DATA SECTION =>
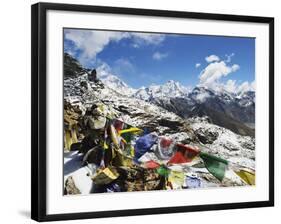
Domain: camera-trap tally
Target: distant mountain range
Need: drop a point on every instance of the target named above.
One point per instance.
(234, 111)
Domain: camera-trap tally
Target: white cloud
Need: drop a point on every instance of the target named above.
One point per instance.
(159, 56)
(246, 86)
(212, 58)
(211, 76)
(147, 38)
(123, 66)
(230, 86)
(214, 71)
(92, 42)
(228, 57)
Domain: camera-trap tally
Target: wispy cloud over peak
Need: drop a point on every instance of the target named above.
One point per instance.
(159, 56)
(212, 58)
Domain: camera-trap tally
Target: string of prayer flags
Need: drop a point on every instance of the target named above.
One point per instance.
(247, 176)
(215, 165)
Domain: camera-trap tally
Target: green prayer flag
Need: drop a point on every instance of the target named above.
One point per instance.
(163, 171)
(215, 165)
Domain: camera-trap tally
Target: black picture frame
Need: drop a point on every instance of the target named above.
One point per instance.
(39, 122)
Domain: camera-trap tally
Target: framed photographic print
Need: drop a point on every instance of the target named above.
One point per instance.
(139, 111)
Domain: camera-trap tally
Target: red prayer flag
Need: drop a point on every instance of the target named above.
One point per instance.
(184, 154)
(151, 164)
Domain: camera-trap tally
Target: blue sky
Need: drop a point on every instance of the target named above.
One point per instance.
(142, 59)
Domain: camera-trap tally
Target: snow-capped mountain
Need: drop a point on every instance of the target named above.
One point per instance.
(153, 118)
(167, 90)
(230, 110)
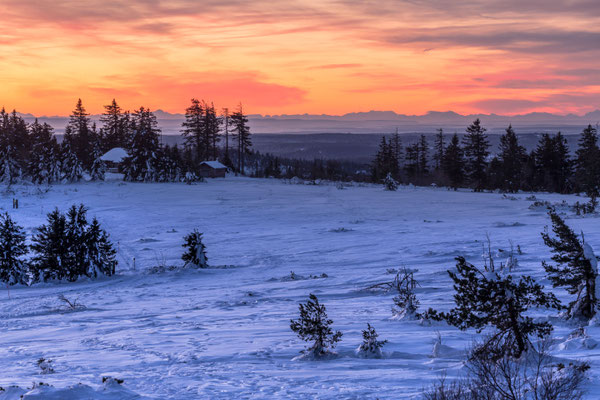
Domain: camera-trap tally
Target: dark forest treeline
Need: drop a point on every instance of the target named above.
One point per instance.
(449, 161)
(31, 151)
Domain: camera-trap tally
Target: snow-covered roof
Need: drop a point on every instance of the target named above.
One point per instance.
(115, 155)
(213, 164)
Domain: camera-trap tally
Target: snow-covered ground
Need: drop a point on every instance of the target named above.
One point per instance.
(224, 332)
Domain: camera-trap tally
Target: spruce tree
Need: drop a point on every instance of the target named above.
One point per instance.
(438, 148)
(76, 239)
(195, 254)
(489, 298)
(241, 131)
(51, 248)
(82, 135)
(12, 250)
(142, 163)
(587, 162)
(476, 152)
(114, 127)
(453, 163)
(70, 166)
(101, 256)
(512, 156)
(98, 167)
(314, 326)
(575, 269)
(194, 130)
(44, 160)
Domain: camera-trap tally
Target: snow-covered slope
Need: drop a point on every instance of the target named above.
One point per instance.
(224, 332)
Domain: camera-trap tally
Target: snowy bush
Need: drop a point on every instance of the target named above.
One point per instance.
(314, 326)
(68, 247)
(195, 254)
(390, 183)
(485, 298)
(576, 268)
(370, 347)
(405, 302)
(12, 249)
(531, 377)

INSTRUCTIONS TO FOLLOW => Without including any pictures, output all the entries above exactly.

THE RESULT =>
Domain: camera-trap tally
Target: distant mountain range
Need: drop a point on every instance of the target named above.
One point per instance.
(234, 111)
Domain: camera-trap tally
Target: white cloud
Need: drop a point on every instance of the target named above.
One point per instance.
(159, 56)
(246, 86)
(212, 58)
(211, 76)
(147, 38)
(123, 66)
(230, 86)
(214, 71)
(92, 42)
(228, 57)
Domain: camera-trap tally
Target: wispy cloud over peak
Need: drop a point on every instance of the target named above.
One point per instance.
(159, 56)
(212, 58)
Domain: camera-trap tally
Target: string of prayer flags
Need: drop a point on every instance of the target named above.
One point per instance.
(247, 176)
(215, 165)
Domain: camera-trap tally
Target: green prayer flag
Need: drop a point on every instance of the target named above.
One point per instance.
(163, 171)
(215, 165)
Domain: camera-trap tally
Target: black picture frame
Need: drop a point on every instance of the target named above.
One point per instance.
(39, 122)
Domain: camera-trap tally
Target: framed photographic print
Need: drop a point on every instance of the target named above.
One point per instance.
(139, 111)
Domain: camera-trap tally
Target: red prayer flag
Need: drop a point on every instance of the target named above.
One point per instance.
(184, 154)
(151, 164)
Domain: camera-trap tally
Target: blue sky
Need: drop a point on every instance of the target named above.
One point per instance.
(142, 59)
Domain: camera-trap tally
Target: snow-capped mountain
Need: drop a point on every instance of the target named above.
One point per instance.
(153, 118)
(167, 90)
(230, 110)
Domain: camera-trap tally
Target: dark forest treeline
Need: drop a point on every instance of the target named above.
One point per instance.
(449, 161)
(31, 151)
Domain: camera-trap tally
Target: snow-covered roof
Need: drop a point on every instance of the target named above.
One point per instance.
(115, 155)
(213, 164)
Domain: camera-trap tally
Target: snow-covered ground
Need: drop a point on every instance of the target named above.
One point per instance.
(224, 332)
Domain: camera-trap tally
Target: spruce tree
Need: drop a point on every instance of the target named above.
One point per instance.
(438, 148)
(76, 239)
(195, 254)
(489, 298)
(241, 131)
(51, 248)
(82, 135)
(12, 250)
(142, 163)
(587, 162)
(476, 152)
(114, 127)
(453, 163)
(70, 166)
(101, 256)
(512, 156)
(98, 167)
(314, 326)
(575, 269)
(194, 130)
(44, 160)
Domain: camera-trap tally
Target: snow-covered slope
Need: drop a point on every instance of the target named above.
One point per instance.
(224, 332)
Domain: camera-trap tally
Target: snowy bush
Need: drop a point on every instance of the target named above.
One point per instance.
(314, 326)
(68, 247)
(195, 254)
(390, 183)
(485, 298)
(576, 268)
(370, 347)
(405, 302)
(12, 249)
(531, 377)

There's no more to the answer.